### Task brief
Exactly as written, print out each entry in the data, with no pictures.

### Records for the exercise
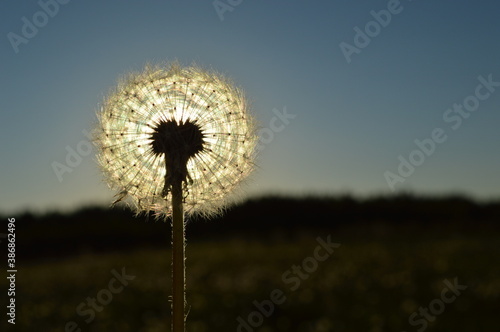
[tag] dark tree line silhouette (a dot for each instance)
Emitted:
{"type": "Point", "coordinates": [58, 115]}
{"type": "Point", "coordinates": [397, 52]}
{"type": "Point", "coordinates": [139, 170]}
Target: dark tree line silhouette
{"type": "Point", "coordinates": [99, 229]}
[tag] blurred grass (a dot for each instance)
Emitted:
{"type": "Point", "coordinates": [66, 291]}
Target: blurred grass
{"type": "Point", "coordinates": [379, 276]}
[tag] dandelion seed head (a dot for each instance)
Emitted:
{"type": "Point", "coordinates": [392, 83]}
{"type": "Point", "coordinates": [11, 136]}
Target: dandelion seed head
{"type": "Point", "coordinates": [164, 114]}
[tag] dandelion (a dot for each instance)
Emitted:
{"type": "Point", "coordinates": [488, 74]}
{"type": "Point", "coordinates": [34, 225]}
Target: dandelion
{"type": "Point", "coordinates": [175, 140]}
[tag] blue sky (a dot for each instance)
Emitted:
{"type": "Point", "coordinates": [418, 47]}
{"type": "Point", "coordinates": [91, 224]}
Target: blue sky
{"type": "Point", "coordinates": [352, 119]}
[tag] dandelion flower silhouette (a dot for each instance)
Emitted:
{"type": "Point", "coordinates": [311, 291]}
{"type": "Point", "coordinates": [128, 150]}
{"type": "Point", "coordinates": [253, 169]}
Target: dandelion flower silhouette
{"type": "Point", "coordinates": [161, 118]}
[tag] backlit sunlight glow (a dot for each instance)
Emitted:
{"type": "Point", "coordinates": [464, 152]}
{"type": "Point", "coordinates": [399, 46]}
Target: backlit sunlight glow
{"type": "Point", "coordinates": [171, 93]}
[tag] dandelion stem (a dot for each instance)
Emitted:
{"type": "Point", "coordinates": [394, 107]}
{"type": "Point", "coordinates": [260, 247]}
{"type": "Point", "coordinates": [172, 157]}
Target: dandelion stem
{"type": "Point", "coordinates": [178, 263]}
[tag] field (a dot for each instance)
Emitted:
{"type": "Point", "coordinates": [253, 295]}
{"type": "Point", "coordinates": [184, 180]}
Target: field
{"type": "Point", "coordinates": [379, 277]}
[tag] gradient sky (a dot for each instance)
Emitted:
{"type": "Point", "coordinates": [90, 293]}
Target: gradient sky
{"type": "Point", "coordinates": [352, 120]}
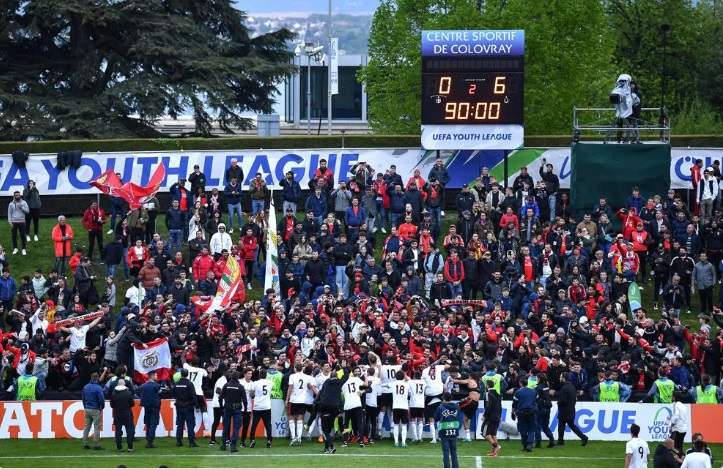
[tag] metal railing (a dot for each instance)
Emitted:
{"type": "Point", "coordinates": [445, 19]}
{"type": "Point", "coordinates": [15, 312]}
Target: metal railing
{"type": "Point", "coordinates": [600, 122]}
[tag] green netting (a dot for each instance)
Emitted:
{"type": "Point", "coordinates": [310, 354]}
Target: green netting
{"type": "Point", "coordinates": [612, 170]}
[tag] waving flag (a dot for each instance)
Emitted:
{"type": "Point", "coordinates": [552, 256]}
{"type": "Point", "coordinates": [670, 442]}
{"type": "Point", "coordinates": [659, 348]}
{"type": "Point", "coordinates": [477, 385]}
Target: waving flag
{"type": "Point", "coordinates": [156, 357]}
{"type": "Point", "coordinates": [135, 195]}
{"type": "Point", "coordinates": [271, 279]}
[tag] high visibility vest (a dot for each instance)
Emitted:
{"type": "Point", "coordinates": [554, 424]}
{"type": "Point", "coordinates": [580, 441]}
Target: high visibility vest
{"type": "Point", "coordinates": [610, 392]}
{"type": "Point", "coordinates": [26, 388]}
{"type": "Point", "coordinates": [495, 379]}
{"type": "Point", "coordinates": [665, 390]}
{"type": "Point", "coordinates": [707, 395]}
{"type": "Point", "coordinates": [275, 378]}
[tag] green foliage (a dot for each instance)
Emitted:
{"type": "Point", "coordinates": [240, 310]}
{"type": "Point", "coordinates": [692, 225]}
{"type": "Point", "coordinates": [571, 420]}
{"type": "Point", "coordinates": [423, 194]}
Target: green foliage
{"type": "Point", "coordinates": [563, 66]}
{"type": "Point", "coordinates": [105, 68]}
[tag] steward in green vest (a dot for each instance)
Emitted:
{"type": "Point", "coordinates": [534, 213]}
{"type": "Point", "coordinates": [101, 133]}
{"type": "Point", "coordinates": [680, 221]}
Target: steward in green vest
{"type": "Point", "coordinates": [662, 390]}
{"type": "Point", "coordinates": [27, 385]}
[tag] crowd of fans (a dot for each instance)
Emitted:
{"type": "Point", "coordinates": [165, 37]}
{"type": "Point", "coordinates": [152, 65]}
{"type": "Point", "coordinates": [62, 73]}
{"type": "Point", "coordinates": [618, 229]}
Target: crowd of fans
{"type": "Point", "coordinates": [520, 280]}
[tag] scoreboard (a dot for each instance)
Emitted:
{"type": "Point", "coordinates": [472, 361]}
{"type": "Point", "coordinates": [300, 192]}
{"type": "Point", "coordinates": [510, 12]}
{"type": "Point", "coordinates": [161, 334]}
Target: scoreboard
{"type": "Point", "coordinates": [472, 89]}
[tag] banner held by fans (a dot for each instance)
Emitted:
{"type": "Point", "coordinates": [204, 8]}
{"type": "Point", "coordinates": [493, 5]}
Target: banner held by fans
{"type": "Point", "coordinates": [156, 356]}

### Task response
[tag] dark tree line silhouette (a dot for each instance)
Emitted:
{"type": "Point", "coordinates": [58, 115]}
{"type": "Point", "coordinates": [397, 52]}
{"type": "Point", "coordinates": [139, 170]}
Target: dark tree line silhouette
{"type": "Point", "coordinates": [99, 229]}
[tag] blurred grass (a dot for each instance)
Emitted:
{"type": "Point", "coordinates": [66, 291]}
Target: blurred grass
{"type": "Point", "coordinates": [379, 276]}
[tag] dandelion seed head (a dot for each instance)
Emitted:
{"type": "Point", "coordinates": [392, 83]}
{"type": "Point", "coordinates": [11, 136]}
Target: dandelion seed head
{"type": "Point", "coordinates": [164, 114]}
[tag] dandelion (a dot for each instance)
Emitted:
{"type": "Point", "coordinates": [488, 74]}
{"type": "Point", "coordinates": [34, 225]}
Target: dandelion
{"type": "Point", "coordinates": [175, 140]}
[tag] blue sky (a dot for each instance)
Emitted:
{"type": "Point", "coordinates": [418, 47]}
{"type": "Point", "coordinates": [91, 224]}
Target: blue sky
{"type": "Point", "coordinates": [352, 119]}
[tag] dandelion flower silhouette (a dot for each instance)
Emitted:
{"type": "Point", "coordinates": [311, 291]}
{"type": "Point", "coordinates": [128, 150]}
{"type": "Point", "coordinates": [253, 169]}
Target: dandelion flower silhouette
{"type": "Point", "coordinates": [161, 118]}
[tag] backlit sunlight glow (a dot for each instance)
Emitted:
{"type": "Point", "coordinates": [464, 152]}
{"type": "Point", "coordinates": [399, 46]}
Target: backlit sunlight glow
{"type": "Point", "coordinates": [171, 93]}
[tag] dandelion stem (a dot for each instance)
Emitted:
{"type": "Point", "coordinates": [394, 107]}
{"type": "Point", "coordinates": [260, 247]}
{"type": "Point", "coordinates": [172, 157]}
Target: dandelion stem
{"type": "Point", "coordinates": [178, 263]}
[tag] field (a dot for each instance)
Emitted:
{"type": "Point", "coordinates": [253, 295]}
{"type": "Point", "coordinates": [184, 180]}
Target: field
{"type": "Point", "coordinates": [379, 277]}
[tag] gradient sky (a dot for each instance)
Emitted:
{"type": "Point", "coordinates": [90, 293]}
Target: gradient sky
{"type": "Point", "coordinates": [352, 120]}
[tag] metal railing (a dot for each instance)
Emitted:
{"type": "Point", "coordinates": [445, 19]}
{"type": "Point", "coordinates": [15, 312]}
Target: metal railing
{"type": "Point", "coordinates": [600, 122]}
[tag] green netting (a dot for each instance)
Emitted:
{"type": "Point", "coordinates": [310, 354]}
Target: green netting
{"type": "Point", "coordinates": [612, 170]}
[tag] waving flag (a dot for each instance)
Emitted:
{"type": "Point", "coordinates": [552, 256]}
{"type": "Point", "coordinates": [670, 442]}
{"type": "Point", "coordinates": [659, 348]}
{"type": "Point", "coordinates": [477, 385]}
Target: waving flag
{"type": "Point", "coordinates": [156, 357]}
{"type": "Point", "coordinates": [135, 195]}
{"type": "Point", "coordinates": [271, 279]}
[tag] high visibility vest (a dot for each instance)
Emitted:
{"type": "Point", "coordinates": [554, 424]}
{"type": "Point", "coordinates": [580, 441]}
Target: high visibility vest
{"type": "Point", "coordinates": [610, 392]}
{"type": "Point", "coordinates": [26, 388]}
{"type": "Point", "coordinates": [495, 379]}
{"type": "Point", "coordinates": [665, 390]}
{"type": "Point", "coordinates": [707, 395]}
{"type": "Point", "coordinates": [275, 378]}
[tag] green foliage (a dot for each instance)
Emitted:
{"type": "Point", "coordinates": [240, 310]}
{"type": "Point", "coordinates": [692, 225]}
{"type": "Point", "coordinates": [571, 420]}
{"type": "Point", "coordinates": [423, 194]}
Target: green foliage
{"type": "Point", "coordinates": [563, 66]}
{"type": "Point", "coordinates": [105, 68]}
[tag] steward in green vest (a dot for each instance)
Emitted:
{"type": "Point", "coordinates": [534, 213]}
{"type": "Point", "coordinates": [101, 133]}
{"type": "Point", "coordinates": [680, 221]}
Target: steward in green vest
{"type": "Point", "coordinates": [662, 390]}
{"type": "Point", "coordinates": [27, 385]}
[tag] crowd of fans (a dot for each instance)
Emitted:
{"type": "Point", "coordinates": [165, 37]}
{"type": "Point", "coordinates": [152, 65]}
{"type": "Point", "coordinates": [62, 73]}
{"type": "Point", "coordinates": [618, 229]}
Target: crowd of fans
{"type": "Point", "coordinates": [520, 280]}
[tag] scoreboard (a dot for each instance)
Emitted:
{"type": "Point", "coordinates": [472, 361]}
{"type": "Point", "coordinates": [300, 192]}
{"type": "Point", "coordinates": [510, 12]}
{"type": "Point", "coordinates": [161, 334]}
Target: scoreboard
{"type": "Point", "coordinates": [472, 89]}
[tag] banner held by fans (a dot for each instance)
Emitted:
{"type": "Point", "coordinates": [204, 8]}
{"type": "Point", "coordinates": [493, 5]}
Target: banner held by fans
{"type": "Point", "coordinates": [156, 356]}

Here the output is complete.